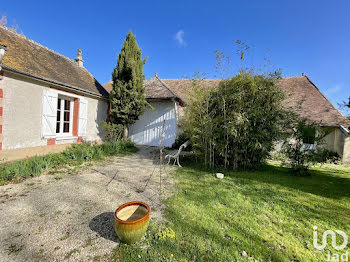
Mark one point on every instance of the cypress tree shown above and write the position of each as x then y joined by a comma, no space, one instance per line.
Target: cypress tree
127,98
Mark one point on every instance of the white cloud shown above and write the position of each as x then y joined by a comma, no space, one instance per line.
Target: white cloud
335,89
179,38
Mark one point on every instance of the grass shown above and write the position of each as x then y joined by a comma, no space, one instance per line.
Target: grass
73,156
267,215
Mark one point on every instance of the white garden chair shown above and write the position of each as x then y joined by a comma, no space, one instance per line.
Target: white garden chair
176,154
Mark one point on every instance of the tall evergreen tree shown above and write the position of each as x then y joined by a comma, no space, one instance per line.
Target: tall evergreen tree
127,98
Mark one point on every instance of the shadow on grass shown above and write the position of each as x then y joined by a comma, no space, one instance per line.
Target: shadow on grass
103,224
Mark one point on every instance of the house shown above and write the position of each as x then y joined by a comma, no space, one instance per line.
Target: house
168,96
165,105
47,101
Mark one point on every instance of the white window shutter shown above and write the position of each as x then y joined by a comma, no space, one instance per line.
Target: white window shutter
83,110
49,114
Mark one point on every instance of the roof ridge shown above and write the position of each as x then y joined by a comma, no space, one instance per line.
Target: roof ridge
38,44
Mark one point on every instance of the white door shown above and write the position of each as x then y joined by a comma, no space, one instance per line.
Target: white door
148,129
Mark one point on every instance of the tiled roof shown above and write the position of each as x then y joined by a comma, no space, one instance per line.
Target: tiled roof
304,98
155,89
26,56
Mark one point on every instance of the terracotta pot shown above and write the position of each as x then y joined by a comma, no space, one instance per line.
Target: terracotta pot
131,221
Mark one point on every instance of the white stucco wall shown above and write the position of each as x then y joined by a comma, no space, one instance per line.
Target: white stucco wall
147,130
22,113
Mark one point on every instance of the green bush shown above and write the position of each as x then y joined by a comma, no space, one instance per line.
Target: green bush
236,123
301,156
181,139
74,155
327,156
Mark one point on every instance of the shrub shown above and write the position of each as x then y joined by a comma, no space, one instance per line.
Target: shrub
74,155
327,156
181,139
236,123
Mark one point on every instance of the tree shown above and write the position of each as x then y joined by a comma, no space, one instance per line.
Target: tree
127,98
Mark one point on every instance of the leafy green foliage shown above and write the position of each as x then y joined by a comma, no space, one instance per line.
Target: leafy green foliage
113,132
74,155
127,98
267,213
236,123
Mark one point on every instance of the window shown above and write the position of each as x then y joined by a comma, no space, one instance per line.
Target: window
64,116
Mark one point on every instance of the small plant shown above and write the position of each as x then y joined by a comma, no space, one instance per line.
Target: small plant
113,132
72,156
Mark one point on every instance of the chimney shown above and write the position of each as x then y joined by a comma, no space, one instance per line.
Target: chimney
79,59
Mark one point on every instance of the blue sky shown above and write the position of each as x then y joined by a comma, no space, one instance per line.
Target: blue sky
180,37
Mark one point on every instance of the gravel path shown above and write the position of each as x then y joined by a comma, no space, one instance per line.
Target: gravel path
70,216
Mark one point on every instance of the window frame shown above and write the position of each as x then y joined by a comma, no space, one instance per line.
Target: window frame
62,99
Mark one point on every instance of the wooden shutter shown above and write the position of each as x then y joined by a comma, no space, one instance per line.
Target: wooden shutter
83,110
49,114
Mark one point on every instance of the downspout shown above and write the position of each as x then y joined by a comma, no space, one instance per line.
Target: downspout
3,50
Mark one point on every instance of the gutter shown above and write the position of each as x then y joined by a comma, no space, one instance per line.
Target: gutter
49,81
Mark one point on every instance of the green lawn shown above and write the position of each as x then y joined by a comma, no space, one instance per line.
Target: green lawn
269,214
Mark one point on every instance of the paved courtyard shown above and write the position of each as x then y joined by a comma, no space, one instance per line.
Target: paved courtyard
70,216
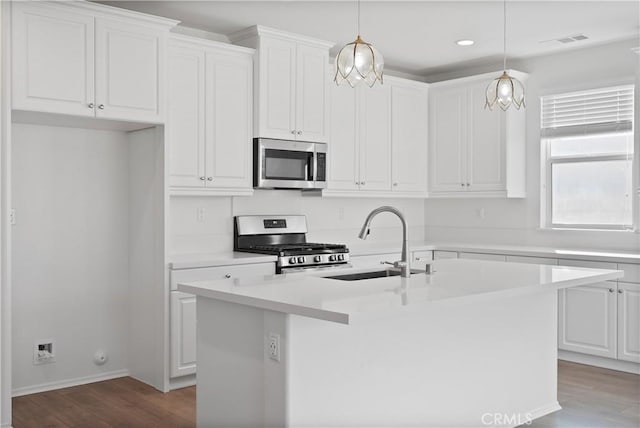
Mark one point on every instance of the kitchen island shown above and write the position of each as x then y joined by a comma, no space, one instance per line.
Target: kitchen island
474,343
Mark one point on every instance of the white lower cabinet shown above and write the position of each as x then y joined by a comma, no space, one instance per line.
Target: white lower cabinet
183,309
183,334
629,322
587,319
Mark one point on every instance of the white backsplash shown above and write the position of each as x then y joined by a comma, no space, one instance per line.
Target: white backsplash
335,220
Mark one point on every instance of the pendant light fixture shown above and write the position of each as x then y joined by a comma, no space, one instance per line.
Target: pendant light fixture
358,62
505,91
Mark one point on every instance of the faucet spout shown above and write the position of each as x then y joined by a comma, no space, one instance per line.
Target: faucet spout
404,263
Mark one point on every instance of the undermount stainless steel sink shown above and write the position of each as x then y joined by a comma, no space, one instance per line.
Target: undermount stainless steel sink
368,275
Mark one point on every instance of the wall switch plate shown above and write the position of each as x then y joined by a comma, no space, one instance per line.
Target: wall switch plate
273,346
43,352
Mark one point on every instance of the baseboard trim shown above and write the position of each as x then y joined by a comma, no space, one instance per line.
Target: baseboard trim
606,363
545,410
50,386
182,382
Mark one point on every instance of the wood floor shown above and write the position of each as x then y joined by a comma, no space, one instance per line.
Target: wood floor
591,397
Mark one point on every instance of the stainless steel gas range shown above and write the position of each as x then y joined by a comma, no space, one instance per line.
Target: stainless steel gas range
286,237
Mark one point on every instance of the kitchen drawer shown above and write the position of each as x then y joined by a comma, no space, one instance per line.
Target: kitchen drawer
631,273
221,272
589,264
532,260
445,255
482,256
374,260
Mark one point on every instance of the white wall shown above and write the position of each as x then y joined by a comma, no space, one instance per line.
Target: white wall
516,221
70,251
336,220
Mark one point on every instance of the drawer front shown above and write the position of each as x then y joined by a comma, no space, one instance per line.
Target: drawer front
532,260
631,273
374,260
589,264
437,255
482,256
221,272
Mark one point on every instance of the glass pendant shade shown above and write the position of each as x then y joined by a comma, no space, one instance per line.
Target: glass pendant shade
359,62
504,92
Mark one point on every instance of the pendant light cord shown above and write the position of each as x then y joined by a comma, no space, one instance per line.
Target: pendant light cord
504,35
358,17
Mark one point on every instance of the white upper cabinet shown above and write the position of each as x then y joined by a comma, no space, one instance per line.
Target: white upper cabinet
378,140
89,60
409,136
474,151
53,61
291,84
130,65
210,118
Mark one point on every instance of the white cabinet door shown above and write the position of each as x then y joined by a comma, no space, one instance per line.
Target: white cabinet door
186,117
344,155
485,144
53,60
129,71
228,120
311,93
409,138
375,138
587,319
183,334
448,135
277,89
629,322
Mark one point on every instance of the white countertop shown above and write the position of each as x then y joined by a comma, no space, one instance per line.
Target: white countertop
189,261
453,280
366,248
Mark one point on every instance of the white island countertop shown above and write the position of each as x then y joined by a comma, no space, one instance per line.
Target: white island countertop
452,281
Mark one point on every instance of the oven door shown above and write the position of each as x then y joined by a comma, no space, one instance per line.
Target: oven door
284,164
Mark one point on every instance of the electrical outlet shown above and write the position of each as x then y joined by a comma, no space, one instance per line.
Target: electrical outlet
273,346
43,352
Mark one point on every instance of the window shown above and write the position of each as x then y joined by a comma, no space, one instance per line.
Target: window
587,145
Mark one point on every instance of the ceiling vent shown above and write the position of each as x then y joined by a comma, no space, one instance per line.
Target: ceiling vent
571,39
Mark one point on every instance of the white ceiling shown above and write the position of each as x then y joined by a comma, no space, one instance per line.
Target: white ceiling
418,37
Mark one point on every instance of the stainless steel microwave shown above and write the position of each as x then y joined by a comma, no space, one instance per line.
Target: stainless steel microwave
286,164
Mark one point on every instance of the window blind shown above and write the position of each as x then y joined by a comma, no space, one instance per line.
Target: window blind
587,112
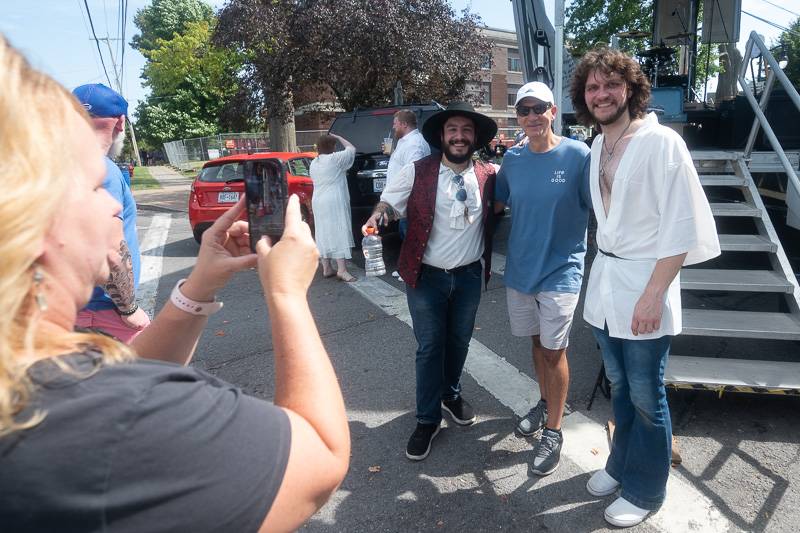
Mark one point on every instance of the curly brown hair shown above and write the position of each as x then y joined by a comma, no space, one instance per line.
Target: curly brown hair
609,60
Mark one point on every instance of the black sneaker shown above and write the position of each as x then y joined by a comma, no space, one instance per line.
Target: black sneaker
547,453
532,423
460,410
419,445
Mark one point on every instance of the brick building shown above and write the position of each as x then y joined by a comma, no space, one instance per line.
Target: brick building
495,88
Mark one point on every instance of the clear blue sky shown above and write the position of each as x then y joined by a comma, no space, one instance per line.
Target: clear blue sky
55,34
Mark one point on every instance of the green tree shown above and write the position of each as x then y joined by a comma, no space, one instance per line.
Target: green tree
164,18
194,87
359,48
592,22
791,44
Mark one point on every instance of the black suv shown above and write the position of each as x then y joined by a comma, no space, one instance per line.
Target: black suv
366,129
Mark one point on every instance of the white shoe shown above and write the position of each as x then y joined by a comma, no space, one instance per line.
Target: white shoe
602,484
623,513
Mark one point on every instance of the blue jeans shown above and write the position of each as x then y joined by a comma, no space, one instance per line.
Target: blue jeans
443,307
642,445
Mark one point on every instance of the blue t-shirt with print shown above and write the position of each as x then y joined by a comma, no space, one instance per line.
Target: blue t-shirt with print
116,186
549,198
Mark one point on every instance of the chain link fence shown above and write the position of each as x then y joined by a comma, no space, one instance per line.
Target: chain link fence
186,154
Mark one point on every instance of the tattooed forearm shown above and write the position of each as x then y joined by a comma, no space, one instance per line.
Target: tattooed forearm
120,282
386,213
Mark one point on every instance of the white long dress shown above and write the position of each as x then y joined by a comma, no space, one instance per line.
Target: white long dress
331,203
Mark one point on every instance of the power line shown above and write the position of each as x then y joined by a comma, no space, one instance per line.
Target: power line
781,7
124,4
96,41
778,26
86,27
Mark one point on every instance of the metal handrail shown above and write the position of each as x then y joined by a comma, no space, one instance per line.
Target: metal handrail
758,107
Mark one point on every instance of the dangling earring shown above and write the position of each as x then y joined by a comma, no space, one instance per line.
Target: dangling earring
41,300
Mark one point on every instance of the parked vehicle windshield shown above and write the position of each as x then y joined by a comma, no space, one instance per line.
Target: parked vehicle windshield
221,173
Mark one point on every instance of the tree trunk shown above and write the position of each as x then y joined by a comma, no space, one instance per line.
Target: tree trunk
282,136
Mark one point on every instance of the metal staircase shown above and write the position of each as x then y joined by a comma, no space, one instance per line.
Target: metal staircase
766,322
733,194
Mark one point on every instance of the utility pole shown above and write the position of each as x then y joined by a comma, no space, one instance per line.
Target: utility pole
559,64
119,90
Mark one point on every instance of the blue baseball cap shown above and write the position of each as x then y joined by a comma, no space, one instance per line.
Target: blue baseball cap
101,101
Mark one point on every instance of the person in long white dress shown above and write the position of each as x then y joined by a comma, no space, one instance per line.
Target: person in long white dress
331,205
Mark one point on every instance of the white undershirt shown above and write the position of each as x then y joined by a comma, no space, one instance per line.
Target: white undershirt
455,240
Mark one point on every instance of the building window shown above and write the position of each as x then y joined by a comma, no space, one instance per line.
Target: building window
514,60
512,93
480,92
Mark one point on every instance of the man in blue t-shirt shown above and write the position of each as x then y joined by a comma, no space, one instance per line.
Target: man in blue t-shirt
112,308
546,183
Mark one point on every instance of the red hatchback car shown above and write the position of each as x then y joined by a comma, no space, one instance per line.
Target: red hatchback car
220,183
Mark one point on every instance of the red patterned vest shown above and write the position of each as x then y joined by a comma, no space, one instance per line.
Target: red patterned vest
421,207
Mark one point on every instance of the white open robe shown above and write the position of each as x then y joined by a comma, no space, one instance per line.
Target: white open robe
658,209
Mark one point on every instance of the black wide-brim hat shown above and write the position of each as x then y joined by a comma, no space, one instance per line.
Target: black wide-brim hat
485,127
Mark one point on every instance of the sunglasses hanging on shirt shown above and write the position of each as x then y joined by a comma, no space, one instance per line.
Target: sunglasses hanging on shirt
538,109
461,193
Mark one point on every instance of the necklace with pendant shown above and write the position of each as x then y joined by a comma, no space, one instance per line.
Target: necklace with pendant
605,183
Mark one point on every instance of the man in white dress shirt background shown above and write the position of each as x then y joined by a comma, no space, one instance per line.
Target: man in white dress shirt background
652,218
411,146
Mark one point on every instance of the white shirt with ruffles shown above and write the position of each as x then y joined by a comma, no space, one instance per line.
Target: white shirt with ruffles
658,210
456,237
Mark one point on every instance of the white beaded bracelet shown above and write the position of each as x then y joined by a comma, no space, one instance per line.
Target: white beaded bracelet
190,306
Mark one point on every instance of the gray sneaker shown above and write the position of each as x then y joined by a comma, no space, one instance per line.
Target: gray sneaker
547,454
534,421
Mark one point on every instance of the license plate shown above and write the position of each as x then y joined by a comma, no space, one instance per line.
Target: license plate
228,197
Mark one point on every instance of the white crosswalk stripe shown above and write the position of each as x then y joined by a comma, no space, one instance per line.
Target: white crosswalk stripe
151,248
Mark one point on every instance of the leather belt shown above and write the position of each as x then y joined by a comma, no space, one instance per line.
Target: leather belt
455,270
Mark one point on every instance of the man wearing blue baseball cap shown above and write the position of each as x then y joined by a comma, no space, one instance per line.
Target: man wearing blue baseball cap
113,308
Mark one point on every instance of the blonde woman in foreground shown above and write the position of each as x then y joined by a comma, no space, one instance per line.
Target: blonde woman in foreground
98,436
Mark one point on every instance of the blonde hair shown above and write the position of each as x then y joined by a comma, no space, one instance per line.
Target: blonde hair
36,116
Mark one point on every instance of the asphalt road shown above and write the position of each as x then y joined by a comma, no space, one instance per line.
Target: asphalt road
740,452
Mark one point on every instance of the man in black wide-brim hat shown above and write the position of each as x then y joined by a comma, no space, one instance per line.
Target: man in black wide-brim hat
448,202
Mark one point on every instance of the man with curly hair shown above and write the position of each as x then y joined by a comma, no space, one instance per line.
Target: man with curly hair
652,218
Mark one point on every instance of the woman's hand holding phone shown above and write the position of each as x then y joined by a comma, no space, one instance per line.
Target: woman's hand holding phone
288,267
224,250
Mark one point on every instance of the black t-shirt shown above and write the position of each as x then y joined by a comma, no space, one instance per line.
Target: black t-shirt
144,446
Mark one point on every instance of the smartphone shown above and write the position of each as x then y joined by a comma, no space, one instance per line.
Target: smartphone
267,194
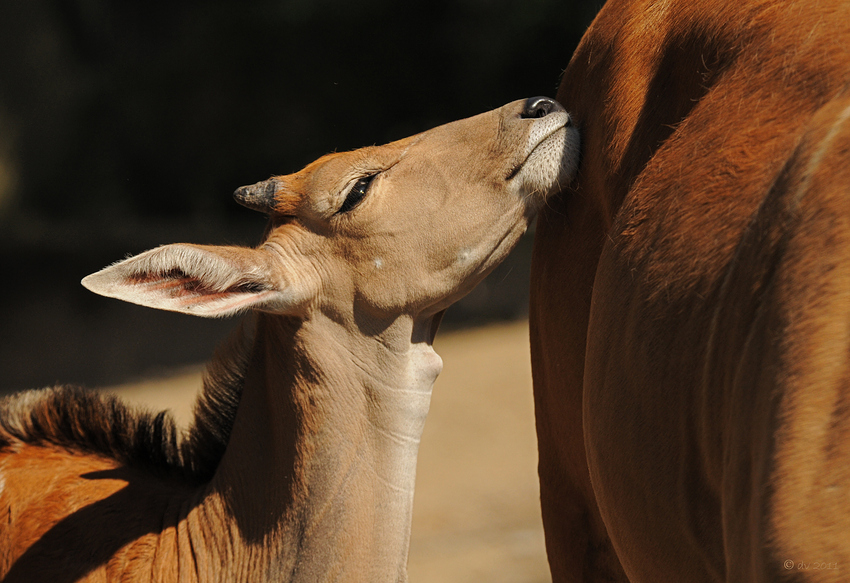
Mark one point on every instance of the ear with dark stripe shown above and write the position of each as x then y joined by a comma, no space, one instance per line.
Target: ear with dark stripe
206,281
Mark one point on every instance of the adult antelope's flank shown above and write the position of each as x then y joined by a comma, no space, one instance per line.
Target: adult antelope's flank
300,463
691,298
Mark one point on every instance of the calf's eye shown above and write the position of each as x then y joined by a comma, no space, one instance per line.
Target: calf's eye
356,194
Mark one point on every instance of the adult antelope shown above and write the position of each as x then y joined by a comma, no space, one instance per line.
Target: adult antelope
691,298
300,464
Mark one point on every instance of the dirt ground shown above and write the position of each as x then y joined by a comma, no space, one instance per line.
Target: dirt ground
476,514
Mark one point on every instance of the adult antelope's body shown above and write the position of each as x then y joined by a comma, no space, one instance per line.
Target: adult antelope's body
301,462
691,298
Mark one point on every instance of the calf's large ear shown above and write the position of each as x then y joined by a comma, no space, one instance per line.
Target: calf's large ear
199,280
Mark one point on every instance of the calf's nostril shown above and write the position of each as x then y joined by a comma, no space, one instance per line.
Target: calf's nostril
539,107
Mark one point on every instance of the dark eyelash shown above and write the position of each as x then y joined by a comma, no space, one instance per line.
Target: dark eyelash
356,194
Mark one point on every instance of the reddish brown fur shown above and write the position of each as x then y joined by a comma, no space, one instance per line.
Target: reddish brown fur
691,295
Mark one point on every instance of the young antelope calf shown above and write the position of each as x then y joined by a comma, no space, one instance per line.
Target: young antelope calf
300,462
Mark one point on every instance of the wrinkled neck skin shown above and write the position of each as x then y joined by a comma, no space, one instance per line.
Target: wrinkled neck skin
317,481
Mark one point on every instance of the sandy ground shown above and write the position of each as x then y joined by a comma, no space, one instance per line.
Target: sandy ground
476,515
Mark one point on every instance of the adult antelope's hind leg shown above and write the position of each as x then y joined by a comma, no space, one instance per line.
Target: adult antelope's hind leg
563,268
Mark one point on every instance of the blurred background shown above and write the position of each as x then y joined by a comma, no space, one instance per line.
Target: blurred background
128,124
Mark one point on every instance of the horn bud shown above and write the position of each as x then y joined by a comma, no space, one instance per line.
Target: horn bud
258,197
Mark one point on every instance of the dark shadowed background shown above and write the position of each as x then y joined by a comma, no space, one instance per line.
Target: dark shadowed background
127,124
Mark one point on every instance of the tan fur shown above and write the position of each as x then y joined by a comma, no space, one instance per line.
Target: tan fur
690,299
300,464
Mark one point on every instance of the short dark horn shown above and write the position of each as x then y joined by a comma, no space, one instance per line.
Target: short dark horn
259,197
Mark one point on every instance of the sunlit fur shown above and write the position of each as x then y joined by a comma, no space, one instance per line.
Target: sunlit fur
300,463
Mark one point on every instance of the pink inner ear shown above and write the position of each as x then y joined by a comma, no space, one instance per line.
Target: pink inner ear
191,289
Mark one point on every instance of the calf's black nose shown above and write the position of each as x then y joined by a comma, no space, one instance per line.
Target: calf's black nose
540,107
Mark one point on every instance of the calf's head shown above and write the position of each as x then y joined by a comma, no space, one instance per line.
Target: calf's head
405,228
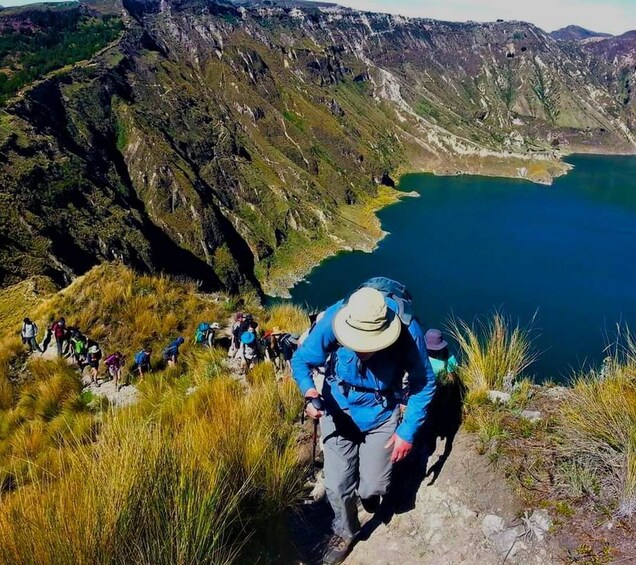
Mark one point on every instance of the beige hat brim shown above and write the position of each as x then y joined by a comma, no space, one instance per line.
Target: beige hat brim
365,341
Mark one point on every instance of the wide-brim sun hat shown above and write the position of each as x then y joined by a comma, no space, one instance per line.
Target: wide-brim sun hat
365,324
247,338
435,340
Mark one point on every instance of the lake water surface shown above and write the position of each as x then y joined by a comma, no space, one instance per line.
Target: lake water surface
470,245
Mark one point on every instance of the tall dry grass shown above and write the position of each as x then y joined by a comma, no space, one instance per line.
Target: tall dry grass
288,317
597,427
492,350
187,490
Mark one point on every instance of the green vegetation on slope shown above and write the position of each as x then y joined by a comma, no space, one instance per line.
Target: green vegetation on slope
49,39
579,458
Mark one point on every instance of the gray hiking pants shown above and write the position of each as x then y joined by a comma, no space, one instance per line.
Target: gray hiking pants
355,462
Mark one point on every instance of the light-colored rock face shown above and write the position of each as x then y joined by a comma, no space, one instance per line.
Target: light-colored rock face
467,516
209,136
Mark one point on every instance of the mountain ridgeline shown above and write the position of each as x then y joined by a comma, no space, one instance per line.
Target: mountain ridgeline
223,142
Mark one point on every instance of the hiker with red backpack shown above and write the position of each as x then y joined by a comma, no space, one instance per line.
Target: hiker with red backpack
370,345
93,357
249,351
171,352
205,333
142,362
271,347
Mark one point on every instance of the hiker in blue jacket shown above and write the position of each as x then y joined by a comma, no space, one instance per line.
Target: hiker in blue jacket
369,351
171,352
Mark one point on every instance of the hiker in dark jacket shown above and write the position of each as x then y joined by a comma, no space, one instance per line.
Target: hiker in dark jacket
79,346
59,332
29,334
288,344
93,357
142,362
171,352
271,347
370,350
115,363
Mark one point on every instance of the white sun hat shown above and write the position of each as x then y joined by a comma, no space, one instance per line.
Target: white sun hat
365,324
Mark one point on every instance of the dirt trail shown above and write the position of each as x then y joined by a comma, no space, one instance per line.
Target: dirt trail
466,514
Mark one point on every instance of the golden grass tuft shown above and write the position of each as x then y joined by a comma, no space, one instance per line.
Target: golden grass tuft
597,427
492,350
221,470
288,317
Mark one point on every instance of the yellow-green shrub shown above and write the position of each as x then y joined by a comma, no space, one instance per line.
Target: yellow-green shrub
491,350
192,489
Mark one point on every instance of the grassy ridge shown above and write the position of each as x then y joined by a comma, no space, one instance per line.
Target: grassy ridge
191,486
579,458
200,466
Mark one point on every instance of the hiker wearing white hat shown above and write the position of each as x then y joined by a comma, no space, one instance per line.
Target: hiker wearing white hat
369,350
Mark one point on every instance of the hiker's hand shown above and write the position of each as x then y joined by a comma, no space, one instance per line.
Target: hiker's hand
401,448
310,409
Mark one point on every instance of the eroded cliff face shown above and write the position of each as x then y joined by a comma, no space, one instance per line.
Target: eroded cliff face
212,140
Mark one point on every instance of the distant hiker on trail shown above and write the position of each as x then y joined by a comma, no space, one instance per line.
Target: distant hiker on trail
171,352
236,334
444,364
47,336
59,332
242,324
249,352
29,333
79,347
271,347
142,362
205,333
370,349
93,357
115,363
445,414
288,344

* Task instructions:
Would you please output only the lines from the start of the material above up to and including the line with "Mark one point on every instance of the white door", exactly as they appear and without pictures?

* Response to this task:
Mark one point on every instance of the cypress tree shown above and write the position of each as x then y joined by a comma, no space, one instance per line.
Target: cypress tree
127,98
Mark one point on every instance of the white cloud shown above and write the position of each as x then y joined by a comma, no space, one instance per line.
Target: white cloud
335,89
179,38
Mark one point on every instance of the grass shown above and write the position of each as x then y joined by a comma, no space, one instance per line.
Target: grass
73,156
267,215
Mark one point on every instance of the white garden chair shown above and write the position of each as x then y joined by a comma, no space, one instance per line.
Target: white garden chair
176,154
Mark one point on every instance of the tall evergreen tree shown above and write the position of each as x then y joined by a comma, no space, one instance per line.
Target: tall evergreen tree
127,98
Mark one point on every instance of the shadow on grass shown above and write the position of each as x then y joined by a comma, no space, one instance per line.
Target: shadow on grass
103,224
Mark one point on every instance of the house shown above and write the position of each as x then y joined by a comma, no space, one instance per line.
Target: house
168,96
165,105
47,101
Mark one point on every instance of the white window shutter shown above and write the position of each as x then y joined by a comma, no space, one instance per line.
Target: white window shutter
83,110
49,114
Mark one point on every instance of the roof ridge shown above and write the position of each as x then y joined by a comma, no space, one instance per line.
Target: roof ridge
38,44
Mark one point on every instance of the white door shown above and write the position of each as x then y joined by a comma, no space, one instance per line.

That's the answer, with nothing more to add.